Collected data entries
--- --- ---

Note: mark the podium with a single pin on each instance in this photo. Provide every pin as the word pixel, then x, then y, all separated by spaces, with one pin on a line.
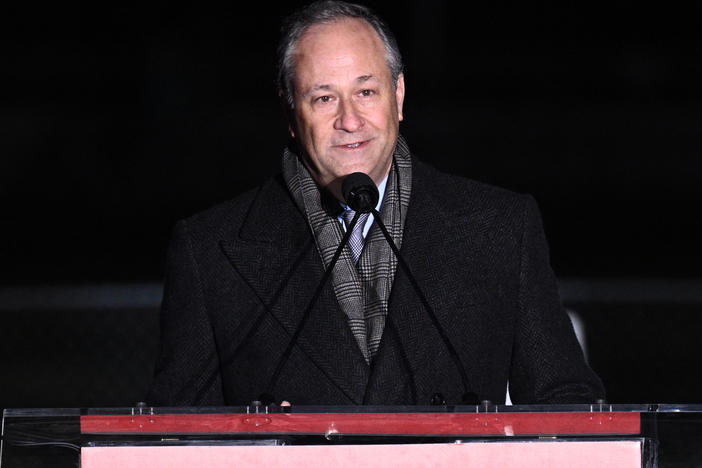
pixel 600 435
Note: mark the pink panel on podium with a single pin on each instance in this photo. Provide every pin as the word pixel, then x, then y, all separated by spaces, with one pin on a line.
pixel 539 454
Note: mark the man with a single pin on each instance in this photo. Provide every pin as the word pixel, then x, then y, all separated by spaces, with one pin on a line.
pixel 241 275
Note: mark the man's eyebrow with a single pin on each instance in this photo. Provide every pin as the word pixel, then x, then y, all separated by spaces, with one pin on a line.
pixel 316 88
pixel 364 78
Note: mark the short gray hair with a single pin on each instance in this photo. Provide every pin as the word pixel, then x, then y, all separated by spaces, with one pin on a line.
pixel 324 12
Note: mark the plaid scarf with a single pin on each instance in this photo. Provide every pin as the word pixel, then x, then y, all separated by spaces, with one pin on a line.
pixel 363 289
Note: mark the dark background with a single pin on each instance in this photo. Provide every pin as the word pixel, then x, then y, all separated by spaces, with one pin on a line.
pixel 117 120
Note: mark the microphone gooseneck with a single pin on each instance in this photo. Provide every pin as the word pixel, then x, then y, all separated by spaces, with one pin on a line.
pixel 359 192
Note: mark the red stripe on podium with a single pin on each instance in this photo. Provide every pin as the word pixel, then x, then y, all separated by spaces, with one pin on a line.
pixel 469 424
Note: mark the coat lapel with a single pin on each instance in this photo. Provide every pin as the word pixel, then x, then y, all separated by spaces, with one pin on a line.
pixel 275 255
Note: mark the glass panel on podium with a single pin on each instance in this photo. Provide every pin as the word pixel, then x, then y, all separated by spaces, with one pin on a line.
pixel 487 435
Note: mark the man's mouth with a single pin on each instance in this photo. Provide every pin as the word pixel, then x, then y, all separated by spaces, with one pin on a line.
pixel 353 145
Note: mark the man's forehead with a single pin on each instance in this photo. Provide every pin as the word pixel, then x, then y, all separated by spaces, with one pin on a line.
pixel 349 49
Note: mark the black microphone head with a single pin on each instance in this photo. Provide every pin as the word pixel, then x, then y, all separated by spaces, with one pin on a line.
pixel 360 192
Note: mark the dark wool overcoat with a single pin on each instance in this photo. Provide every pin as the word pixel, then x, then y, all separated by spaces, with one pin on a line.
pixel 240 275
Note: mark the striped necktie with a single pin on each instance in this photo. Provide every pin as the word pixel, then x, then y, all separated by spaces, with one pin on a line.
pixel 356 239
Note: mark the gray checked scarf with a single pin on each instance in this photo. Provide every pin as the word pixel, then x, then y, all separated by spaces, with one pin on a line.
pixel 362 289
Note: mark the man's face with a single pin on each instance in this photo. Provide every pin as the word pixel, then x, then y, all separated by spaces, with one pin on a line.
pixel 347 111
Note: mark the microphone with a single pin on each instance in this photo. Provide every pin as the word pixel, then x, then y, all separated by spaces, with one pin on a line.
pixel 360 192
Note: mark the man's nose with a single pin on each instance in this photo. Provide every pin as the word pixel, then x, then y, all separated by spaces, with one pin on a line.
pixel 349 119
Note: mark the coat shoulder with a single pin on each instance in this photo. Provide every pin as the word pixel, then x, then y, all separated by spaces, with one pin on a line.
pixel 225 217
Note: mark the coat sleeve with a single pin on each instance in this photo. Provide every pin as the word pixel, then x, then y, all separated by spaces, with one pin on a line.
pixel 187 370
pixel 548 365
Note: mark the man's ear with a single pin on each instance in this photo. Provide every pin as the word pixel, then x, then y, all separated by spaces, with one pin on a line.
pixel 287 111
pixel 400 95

--- --- ---

* _WHAT IS NEEDED_: Without the pictures, retype each line of the records above exactly.

* _SOLUTION FOR THIS PROBLEM_:
Note: mark the podium with a single pin on each instance in this photo. Provide every pin as the word pixel, then x, then y, all separated by spaces, with one pin on a line.
pixel 600 435
Note: mark the pink panel on podium with a single pin on each instance in this photo. Provide every pin as the word pixel, then x, then y, all separated by spaces, with one pin on a line.
pixel 539 454
Note: mark the man with a single pin on each instance in this photo. Provide every pin as the word pixel, then x, then y, all separated by spaces, with one pin on a line.
pixel 241 275
Note: mark the man's eyebrow with a single pin on each instance in this photo. Provide every pin as the word pixel, then x, then y, all separated by spaces, with one pin on a line.
pixel 316 88
pixel 364 78
Note: mark the short gray hair with a single pin on each instance in this photo. Provide every pin as the word pixel, then x, then y, all separated by spaces, with one pin on a line.
pixel 324 12
Note: mark the plaid scarf with a single pin on each instance in this photo. Provide every pin as the word pixel, then x, then y, all separated by spaces, with one pin on a line.
pixel 363 289
Note: mark the dark background with a single pin on each instance in this photo. Provide every pin as the word pixel, then x, then y, all separated by spaces, with one pin on a line.
pixel 117 120
Note: mark the microphone gooseneck with a single pin on each instance in this photo. Provide every pin as the word pixel, then x, then y, all separated by spaces, with one pin on a line.
pixel 359 192
Note: mark the red stripe on podium with a single pin on each instance in this photo. Provide every pin as the word pixel, then x, then y, all separated by spaces, with one pin on a line.
pixel 469 424
Note: mark the coat lapel with a single pin on each instance in this photo. Provide every pin as the word pixel, then x, then y, all separated by spaces, with one pin on a line.
pixel 275 255
Note: mark the glass panel on podium with a single pin on each instance in this photo. Provide every pin as the word pixel, then x, then y, all separated by spaces, with one pin on a line.
pixel 487 435
Note: mark the man's mouth with a single pin on each instance in this photo. Provide every pin as the word pixel, then x, then y, all separated by spaces, with one pin on a line.
pixel 353 145
Note: mark the man's forehead with a single pin on each instance in this photo. Provide every pin as the word pixel, then x, then y, all separated by spaces, with one pin on a line.
pixel 349 49
Note: mark the black microphone head with a single pin on each instance in this photo. Provide every pin as the word pixel, then x, then y, all separated by spaces, with one pin on a line.
pixel 360 192
Note: mark the dark wool overcoat with a single pin on each instance in this photo. Provide every pin as the word pixel, then x, then y, all separated by spaces, with one pin on a line.
pixel 240 275
Note: mark the striped necktie with a single pin on each instance in this photo. Provide every pin as the word pixel, then x, then y, all separated by spaces, with one pin on a line.
pixel 356 239
Note: mark the gray checked scarf with a single pin on each instance in this photo. Provide every pin as the word pixel, then x, then y, all separated by spaces, with one pin on a line.
pixel 362 289
Note: mark the man's face with a single pin on each instance in this photo. Provide every pin as the word pixel, then x, then y, all separated by spaces, with one pin on a line.
pixel 347 111
Note: mark the microphone with a single pin on each instance in this photo. Provide every pin as the word pixel, then x, then y, all separated by spaces, with one pin on a line.
pixel 360 192
Note: mark the man's nose with a single pin on each instance in this photo. Provide every pin as the word pixel, then x, then y, all separated by spaces, with one pin on a line.
pixel 349 119
Note: mark the coat shoulder with a single pin on each instance in this photo. Provide every pin as the word pixel, then x, then y, all separated by spaces, with one pin on a line.
pixel 225 217
Note: mark the coat sleeve with a single pin on each instance in this photo. Provide every pin as the word pixel, then x, then y, all separated by spaces, with one pin on a line.
pixel 187 370
pixel 548 365
Note: mark the man's ear with a single pin on each instance in this photo. Provide every pin as the word pixel, then x, then y, all separated by spaces, with one pin on a line.
pixel 287 111
pixel 400 95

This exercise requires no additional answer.